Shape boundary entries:
◇ ◇ ◇

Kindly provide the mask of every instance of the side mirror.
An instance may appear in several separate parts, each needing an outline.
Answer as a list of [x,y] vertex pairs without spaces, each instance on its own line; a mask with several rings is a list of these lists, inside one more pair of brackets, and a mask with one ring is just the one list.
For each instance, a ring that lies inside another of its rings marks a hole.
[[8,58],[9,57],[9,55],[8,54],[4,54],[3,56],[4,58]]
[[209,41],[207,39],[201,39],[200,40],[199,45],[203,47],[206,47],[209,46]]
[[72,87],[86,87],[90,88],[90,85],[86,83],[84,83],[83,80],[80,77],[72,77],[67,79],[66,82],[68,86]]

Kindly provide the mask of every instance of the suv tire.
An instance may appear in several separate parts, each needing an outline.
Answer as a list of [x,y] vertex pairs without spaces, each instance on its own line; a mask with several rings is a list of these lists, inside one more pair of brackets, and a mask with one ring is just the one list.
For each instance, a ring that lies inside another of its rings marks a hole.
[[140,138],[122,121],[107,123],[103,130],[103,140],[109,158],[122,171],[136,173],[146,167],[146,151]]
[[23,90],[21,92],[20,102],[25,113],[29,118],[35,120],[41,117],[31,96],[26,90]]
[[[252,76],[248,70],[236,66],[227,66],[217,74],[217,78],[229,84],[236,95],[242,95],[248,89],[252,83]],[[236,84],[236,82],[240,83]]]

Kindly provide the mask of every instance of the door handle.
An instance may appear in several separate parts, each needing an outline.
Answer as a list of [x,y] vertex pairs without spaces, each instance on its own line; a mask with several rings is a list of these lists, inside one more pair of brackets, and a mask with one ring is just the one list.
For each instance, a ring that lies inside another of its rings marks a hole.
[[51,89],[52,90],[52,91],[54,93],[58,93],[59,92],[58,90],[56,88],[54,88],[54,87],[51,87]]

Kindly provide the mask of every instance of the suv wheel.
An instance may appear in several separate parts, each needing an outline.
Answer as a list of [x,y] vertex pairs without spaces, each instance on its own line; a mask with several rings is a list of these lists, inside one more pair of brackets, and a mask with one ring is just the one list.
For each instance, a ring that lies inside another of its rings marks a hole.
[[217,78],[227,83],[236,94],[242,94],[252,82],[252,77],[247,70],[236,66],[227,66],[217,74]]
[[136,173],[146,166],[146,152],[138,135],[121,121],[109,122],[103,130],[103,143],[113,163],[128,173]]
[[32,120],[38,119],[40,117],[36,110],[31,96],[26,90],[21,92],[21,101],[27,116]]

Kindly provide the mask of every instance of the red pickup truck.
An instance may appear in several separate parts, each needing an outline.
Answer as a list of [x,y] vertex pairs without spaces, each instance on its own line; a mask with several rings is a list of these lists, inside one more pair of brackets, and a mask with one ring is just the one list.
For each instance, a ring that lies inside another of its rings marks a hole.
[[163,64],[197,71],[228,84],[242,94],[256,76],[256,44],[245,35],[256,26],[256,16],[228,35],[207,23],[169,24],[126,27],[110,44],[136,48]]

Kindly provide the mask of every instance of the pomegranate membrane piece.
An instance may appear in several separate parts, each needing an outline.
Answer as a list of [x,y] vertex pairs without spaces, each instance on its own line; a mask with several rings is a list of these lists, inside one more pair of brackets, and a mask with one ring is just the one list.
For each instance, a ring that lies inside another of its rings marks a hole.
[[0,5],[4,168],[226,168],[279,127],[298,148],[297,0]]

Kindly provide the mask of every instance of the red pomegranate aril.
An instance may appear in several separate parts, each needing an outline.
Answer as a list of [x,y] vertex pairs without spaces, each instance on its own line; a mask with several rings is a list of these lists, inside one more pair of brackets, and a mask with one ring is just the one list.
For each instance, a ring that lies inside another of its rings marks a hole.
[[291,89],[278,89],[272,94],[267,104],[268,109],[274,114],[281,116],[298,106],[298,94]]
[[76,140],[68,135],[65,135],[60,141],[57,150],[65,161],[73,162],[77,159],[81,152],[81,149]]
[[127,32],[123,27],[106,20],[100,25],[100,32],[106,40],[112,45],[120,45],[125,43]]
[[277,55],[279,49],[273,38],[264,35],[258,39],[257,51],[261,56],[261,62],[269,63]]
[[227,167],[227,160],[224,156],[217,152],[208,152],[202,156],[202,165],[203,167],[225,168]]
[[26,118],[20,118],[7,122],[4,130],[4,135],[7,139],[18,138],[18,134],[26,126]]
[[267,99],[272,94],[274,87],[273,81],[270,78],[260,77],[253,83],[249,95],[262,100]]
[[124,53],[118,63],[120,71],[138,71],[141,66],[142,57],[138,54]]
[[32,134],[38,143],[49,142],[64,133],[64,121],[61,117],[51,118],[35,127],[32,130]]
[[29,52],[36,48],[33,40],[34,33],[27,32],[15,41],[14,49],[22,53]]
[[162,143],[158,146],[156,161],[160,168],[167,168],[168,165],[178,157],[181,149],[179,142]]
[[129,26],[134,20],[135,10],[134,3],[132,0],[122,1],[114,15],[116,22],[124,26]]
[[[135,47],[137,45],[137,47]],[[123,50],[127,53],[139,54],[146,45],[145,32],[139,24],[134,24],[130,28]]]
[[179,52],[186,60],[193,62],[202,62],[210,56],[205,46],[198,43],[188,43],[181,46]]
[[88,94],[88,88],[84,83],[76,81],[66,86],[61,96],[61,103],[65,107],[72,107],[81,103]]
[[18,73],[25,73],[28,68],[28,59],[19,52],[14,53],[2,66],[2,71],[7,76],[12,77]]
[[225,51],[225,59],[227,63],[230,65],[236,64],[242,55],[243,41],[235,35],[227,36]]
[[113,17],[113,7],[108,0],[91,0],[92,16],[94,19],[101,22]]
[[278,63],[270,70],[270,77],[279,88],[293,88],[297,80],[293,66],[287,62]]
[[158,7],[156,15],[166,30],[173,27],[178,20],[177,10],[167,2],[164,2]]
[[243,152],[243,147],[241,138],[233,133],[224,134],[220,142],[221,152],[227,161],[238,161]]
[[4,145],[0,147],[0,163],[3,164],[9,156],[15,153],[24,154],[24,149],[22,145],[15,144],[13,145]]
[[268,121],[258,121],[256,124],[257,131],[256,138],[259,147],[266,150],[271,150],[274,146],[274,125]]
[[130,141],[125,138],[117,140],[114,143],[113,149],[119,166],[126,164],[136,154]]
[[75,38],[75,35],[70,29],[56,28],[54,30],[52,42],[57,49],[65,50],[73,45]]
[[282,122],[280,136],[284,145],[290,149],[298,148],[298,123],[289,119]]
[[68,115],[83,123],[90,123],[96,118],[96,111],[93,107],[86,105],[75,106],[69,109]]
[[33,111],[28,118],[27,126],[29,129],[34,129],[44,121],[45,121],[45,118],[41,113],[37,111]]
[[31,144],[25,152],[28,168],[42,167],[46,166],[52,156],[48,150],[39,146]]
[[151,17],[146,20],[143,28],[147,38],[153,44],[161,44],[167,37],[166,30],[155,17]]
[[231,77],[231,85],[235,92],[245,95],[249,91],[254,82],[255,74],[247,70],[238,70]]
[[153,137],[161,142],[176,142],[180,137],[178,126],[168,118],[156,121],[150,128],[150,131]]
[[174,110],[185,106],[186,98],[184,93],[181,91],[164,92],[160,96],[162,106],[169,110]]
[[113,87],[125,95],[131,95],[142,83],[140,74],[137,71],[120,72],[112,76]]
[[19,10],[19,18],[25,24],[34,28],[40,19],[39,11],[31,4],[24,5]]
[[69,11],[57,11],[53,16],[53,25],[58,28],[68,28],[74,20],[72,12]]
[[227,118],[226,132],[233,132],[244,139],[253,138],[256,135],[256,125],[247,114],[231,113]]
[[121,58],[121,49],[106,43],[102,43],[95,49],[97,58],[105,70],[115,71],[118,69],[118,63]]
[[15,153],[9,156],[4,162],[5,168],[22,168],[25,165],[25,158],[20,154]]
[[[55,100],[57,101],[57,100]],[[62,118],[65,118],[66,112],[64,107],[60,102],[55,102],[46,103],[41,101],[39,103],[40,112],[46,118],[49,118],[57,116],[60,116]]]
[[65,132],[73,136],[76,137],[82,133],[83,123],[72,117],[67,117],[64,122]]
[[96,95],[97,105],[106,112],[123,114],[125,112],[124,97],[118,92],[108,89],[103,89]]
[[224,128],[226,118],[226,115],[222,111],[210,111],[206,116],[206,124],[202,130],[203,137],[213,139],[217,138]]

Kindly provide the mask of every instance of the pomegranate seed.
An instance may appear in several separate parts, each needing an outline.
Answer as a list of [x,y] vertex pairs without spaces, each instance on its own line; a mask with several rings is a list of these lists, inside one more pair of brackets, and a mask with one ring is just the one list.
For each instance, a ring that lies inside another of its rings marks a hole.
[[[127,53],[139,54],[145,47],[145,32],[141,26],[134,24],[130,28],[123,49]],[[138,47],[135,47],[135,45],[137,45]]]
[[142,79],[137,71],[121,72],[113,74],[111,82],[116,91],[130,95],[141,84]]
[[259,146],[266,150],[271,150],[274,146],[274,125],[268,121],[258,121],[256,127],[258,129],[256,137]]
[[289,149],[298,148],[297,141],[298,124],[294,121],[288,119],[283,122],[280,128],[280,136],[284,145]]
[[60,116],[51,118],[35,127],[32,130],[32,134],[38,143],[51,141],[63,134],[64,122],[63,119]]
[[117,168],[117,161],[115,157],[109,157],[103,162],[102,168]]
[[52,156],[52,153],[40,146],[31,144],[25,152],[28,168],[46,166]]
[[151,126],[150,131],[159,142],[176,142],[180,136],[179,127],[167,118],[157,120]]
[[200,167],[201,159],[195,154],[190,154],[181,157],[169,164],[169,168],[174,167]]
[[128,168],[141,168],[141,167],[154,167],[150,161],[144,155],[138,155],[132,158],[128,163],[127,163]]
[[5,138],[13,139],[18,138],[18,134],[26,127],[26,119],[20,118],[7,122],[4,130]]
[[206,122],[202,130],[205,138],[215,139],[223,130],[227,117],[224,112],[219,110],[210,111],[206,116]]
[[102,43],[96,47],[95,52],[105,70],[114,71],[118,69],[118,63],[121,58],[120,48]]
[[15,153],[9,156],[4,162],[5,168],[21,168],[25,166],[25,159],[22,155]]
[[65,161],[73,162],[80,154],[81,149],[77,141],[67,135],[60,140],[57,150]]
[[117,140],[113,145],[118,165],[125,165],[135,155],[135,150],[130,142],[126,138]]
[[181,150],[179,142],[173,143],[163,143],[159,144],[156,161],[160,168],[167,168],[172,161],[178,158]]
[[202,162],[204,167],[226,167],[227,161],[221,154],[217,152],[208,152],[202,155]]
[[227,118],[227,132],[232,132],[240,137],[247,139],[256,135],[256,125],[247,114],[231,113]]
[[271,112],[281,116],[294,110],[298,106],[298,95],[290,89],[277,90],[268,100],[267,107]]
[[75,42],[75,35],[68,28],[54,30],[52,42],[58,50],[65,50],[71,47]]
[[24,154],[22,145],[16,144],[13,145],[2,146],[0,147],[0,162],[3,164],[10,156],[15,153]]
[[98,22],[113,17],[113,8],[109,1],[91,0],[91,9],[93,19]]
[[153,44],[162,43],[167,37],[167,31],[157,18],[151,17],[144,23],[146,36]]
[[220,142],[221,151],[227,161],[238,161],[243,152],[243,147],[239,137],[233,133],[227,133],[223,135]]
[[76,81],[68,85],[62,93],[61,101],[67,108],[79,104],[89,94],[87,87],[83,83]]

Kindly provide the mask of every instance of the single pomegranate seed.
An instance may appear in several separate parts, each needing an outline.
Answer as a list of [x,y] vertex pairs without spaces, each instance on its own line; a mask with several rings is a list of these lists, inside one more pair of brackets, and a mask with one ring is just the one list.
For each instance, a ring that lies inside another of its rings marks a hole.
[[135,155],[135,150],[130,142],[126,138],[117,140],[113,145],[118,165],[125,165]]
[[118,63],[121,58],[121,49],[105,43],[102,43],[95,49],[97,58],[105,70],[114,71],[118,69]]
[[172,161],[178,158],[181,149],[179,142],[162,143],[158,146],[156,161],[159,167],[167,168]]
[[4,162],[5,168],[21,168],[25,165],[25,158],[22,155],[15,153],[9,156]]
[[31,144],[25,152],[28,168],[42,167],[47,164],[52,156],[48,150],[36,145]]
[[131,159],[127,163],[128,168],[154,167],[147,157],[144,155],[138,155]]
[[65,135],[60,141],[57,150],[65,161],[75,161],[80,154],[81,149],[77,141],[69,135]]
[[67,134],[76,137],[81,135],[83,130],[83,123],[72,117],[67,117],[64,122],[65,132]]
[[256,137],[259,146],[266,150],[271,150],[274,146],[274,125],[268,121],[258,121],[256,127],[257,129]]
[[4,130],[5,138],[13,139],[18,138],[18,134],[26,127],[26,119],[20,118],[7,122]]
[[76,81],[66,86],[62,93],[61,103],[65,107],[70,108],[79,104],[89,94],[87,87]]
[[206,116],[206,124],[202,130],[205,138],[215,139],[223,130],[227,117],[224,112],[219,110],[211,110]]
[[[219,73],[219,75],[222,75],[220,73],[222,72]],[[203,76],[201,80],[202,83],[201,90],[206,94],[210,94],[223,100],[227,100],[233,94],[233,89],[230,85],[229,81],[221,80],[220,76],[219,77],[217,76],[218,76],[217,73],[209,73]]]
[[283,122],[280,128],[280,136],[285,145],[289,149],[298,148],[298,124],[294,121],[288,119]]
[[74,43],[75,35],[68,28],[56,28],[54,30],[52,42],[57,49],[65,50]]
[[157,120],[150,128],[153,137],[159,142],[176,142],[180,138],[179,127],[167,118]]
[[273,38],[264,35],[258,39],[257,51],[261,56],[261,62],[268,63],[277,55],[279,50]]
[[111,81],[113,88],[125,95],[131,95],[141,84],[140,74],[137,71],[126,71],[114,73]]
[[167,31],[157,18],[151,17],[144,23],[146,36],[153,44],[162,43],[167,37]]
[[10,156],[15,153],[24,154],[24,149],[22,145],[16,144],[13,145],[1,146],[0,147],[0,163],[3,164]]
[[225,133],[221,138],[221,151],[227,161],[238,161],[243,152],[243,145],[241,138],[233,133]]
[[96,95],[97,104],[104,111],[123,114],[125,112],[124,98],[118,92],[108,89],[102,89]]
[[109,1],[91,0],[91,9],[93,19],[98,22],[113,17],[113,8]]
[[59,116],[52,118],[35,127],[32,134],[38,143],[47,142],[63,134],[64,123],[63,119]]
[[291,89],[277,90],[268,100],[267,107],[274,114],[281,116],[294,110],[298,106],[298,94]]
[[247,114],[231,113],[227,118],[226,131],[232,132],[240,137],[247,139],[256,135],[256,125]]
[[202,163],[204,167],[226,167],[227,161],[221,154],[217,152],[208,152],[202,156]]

◇ ◇ ◇

What the task requires:
Can you pull out every line of the data above that contains the string "seed", matching case exactly?

Task response:
Kindly provide the mask of every instance of the pomegranate seed.
Kindly provide the mask of every instance of the single pomegranate seed.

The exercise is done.